EXERCISE REQUIREMENTS:
Please answer these questions using the article on library/vendor relationships below:
(a) What was the title of the session presented at the 2017 Charleston Conference?
(b) Which benefit of working with a vendor does the article call the most important?
(c) How many stages of a successful library/vendor relationship did the discussion examine?

A successful library/vendor relationship requires effort from both sides. Factors that impact this partnership were recently discussed during the 2017 Charleston Conference.
Librarians have a lot to manage in their day-to-day jobs that includes balancing and maintaining successful relationships with their vendors. Most libraries work, in at least some capacity, with multiple vendors — including, but not limited to, subscription agents, print book and e-book aggregators, library service vendors and ILS vendors. Librarians deal with many vendors, and vendors work with many libraries, and it takes effort on both sides to create and maintain a successful partnership. The outcomes of these partnerships affect not just the librarian and the vendor, but also the end-users at the library and the institution as a whole.
While there are many benefits to working with a vendor, including consolidated ordering and invoicing, streamlined customer service, a more efficient workflow, and most importantly, time savings, the relationship goes both ways. A successful partnership provides mutual benefits for both the library and the vendor. The library benefits from the expertise, resources and economies of scale that a vendor can offer, while the vendor benefits from the perspective and workflow knowledge that the library can provide.
At the 2017 Charleston Conference, Maggie Farrell, dean of libraries at UNLV; Barbara Kawecki, director of customer retention for the Western U.S. at GOBI Library Solutions from EBSCO; and Rick Branham, vice president of pre-sales solutions & academic library initiatives from SirsiDynix, presented “Transforming the Library/Vendor Relationship.” The session drew on the various perspectives on the library/vendor relationship. The presenters reviewed the reasons why libraries partner with vendors, the benefits of and best tools for collaboration and the different types of library/vendor relationships.
A successful partnership provides mutual benefits for both the library and the vendor. The library benefits from the expertise, resources and economies of scale that a vendor can offer, while the vendor benefits from the perspective and workflow knowledge that the library can provide.
The discussion examined the four stages of a successful library/vendor relationship.
Identifying Your Goals
The librarian or vendor must first identify its goal in seeking out a partnership. What problem is the librarian trying to solve? Are librarians looking for a partner to help develop a workflow solution specific to their library? Is the vendor seeking out a library to provide input on the development of a new service? No matter what the goal is, it must first be clearly identified before moving onto the next stage, looking for the right partner.

SUPPLIED ENTRIES:
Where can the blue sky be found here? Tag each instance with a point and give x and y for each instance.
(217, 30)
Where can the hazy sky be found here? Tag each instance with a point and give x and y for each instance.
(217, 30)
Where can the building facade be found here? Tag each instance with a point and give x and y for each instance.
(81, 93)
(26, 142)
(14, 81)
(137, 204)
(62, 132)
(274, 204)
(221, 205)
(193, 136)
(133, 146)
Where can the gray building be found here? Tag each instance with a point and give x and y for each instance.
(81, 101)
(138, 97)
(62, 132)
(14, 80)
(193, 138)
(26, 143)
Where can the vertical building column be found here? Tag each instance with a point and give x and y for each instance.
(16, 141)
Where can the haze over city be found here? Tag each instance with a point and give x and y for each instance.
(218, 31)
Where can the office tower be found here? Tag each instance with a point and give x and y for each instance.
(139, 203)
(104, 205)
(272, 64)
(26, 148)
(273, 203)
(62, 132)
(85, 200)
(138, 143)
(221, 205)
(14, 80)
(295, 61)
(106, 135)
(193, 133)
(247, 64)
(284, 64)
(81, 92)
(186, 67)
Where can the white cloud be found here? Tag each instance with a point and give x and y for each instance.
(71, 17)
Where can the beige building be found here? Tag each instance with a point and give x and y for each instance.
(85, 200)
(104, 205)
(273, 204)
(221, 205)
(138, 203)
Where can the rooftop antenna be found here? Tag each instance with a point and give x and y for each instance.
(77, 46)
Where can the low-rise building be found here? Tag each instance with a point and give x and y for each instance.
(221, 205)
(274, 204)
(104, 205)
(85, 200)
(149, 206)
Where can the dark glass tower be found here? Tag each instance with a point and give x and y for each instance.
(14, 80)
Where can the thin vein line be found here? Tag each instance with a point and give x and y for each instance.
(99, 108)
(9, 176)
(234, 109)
---
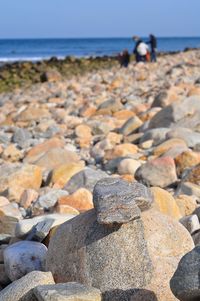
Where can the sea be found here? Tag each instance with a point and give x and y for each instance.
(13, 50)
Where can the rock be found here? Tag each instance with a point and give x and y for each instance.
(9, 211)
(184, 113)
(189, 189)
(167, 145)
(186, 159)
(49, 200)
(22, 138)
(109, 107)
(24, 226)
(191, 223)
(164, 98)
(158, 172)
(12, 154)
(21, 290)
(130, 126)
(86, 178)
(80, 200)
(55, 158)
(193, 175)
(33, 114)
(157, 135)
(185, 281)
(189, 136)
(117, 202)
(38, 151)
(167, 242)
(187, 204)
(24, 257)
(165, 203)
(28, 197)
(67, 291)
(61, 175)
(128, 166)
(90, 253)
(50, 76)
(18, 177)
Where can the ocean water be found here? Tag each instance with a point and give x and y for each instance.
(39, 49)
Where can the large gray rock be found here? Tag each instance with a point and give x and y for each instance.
--
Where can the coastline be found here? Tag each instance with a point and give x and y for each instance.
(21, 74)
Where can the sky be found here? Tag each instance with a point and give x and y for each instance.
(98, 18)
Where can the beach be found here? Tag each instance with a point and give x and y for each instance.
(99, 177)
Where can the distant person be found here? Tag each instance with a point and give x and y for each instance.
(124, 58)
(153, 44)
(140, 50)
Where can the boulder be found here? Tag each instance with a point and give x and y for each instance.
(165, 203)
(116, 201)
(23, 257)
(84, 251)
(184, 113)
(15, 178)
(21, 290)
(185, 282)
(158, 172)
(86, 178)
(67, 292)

IN RESPONSE:
(a) "Transforming the Library/Vendor Relationship."
(b) Time savings.
(c) Four.